[Point-per-instance localization data]
━━━━━━━━━━━━━━━━━━━━

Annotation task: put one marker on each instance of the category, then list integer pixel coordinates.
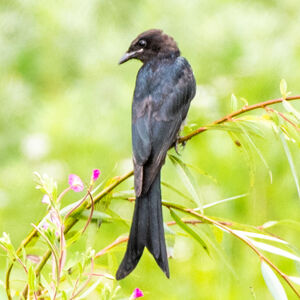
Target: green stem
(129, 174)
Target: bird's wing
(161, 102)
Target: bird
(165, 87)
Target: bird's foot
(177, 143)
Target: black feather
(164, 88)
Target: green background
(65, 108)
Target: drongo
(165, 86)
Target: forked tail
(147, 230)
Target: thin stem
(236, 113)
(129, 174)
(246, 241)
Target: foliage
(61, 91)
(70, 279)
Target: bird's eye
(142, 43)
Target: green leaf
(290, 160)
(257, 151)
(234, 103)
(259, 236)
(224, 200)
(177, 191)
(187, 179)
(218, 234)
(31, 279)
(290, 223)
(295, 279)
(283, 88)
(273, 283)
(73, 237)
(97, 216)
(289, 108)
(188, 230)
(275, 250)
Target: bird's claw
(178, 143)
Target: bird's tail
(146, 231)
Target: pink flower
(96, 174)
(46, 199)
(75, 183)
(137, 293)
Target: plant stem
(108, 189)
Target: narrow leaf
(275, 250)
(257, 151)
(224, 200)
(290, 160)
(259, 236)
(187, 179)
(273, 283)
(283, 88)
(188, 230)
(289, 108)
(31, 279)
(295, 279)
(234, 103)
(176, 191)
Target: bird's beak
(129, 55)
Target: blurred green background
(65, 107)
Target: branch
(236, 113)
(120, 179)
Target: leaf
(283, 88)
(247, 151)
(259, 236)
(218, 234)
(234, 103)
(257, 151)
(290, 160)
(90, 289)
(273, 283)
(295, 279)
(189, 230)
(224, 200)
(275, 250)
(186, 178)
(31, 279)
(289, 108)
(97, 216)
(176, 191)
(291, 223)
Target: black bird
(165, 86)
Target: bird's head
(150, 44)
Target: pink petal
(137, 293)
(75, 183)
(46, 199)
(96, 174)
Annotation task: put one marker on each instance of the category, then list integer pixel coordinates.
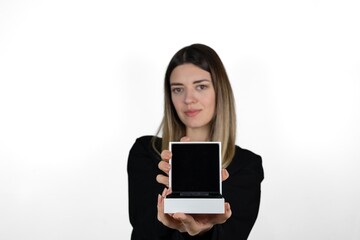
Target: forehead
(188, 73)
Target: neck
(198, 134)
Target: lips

━━━━━━━━━━━━━━━━━━━━

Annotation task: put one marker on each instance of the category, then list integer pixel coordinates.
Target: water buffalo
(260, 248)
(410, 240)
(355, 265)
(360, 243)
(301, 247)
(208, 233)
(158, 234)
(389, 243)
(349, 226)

━━━━━━━━━━━━━━━━━━━━

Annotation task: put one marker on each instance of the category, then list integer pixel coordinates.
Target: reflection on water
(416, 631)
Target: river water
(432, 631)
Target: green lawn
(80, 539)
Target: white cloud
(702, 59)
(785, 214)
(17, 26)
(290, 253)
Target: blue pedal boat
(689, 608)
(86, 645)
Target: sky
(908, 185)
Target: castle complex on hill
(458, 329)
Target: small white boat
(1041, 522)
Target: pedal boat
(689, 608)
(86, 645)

━━━━━━━━━━━━━━━━━━━━

TASK STATEMENT - In the records above, find the line containing "Target: green leaf" and the line containing "Target: lips", then give both of them again word for word along with every line between. Omit any pictures.

SOLUTION TO THIS EXERCISE -
Target: green leaf
(290, 160)
(257, 151)
(234, 103)
(259, 236)
(224, 200)
(177, 191)
(187, 179)
(218, 234)
(31, 279)
(290, 223)
(295, 279)
(283, 88)
(273, 283)
(73, 237)
(97, 216)
(289, 108)
(188, 230)
(275, 250)
Target: bird's claw
(178, 143)
Target: bird's tail
(146, 231)
Target: pink flower
(96, 174)
(46, 199)
(75, 183)
(137, 293)
Target: plant stem
(108, 189)
Target: narrow leaf
(275, 250)
(257, 151)
(224, 200)
(290, 160)
(259, 236)
(187, 179)
(273, 283)
(283, 88)
(188, 230)
(289, 108)
(31, 279)
(295, 279)
(234, 103)
(176, 191)
Target: bird's beak
(129, 55)
Target: blurred green background
(65, 107)
Target: branch
(236, 113)
(120, 179)
Target: leaf
(283, 88)
(247, 151)
(259, 236)
(218, 234)
(234, 103)
(257, 151)
(290, 160)
(90, 289)
(273, 283)
(295, 279)
(189, 230)
(224, 200)
(275, 250)
(186, 178)
(31, 279)
(289, 108)
(97, 216)
(176, 191)
(291, 223)
Target: black bird
(165, 86)
Target: bird's head
(150, 44)
Target: pink petal
(137, 293)
(75, 183)
(46, 199)
(96, 174)
Annotation task: put one marker on each instance of the category, then list integer pixel coordinates.
Target: forehead
(188, 73)
Target: neck
(198, 134)
Target: lips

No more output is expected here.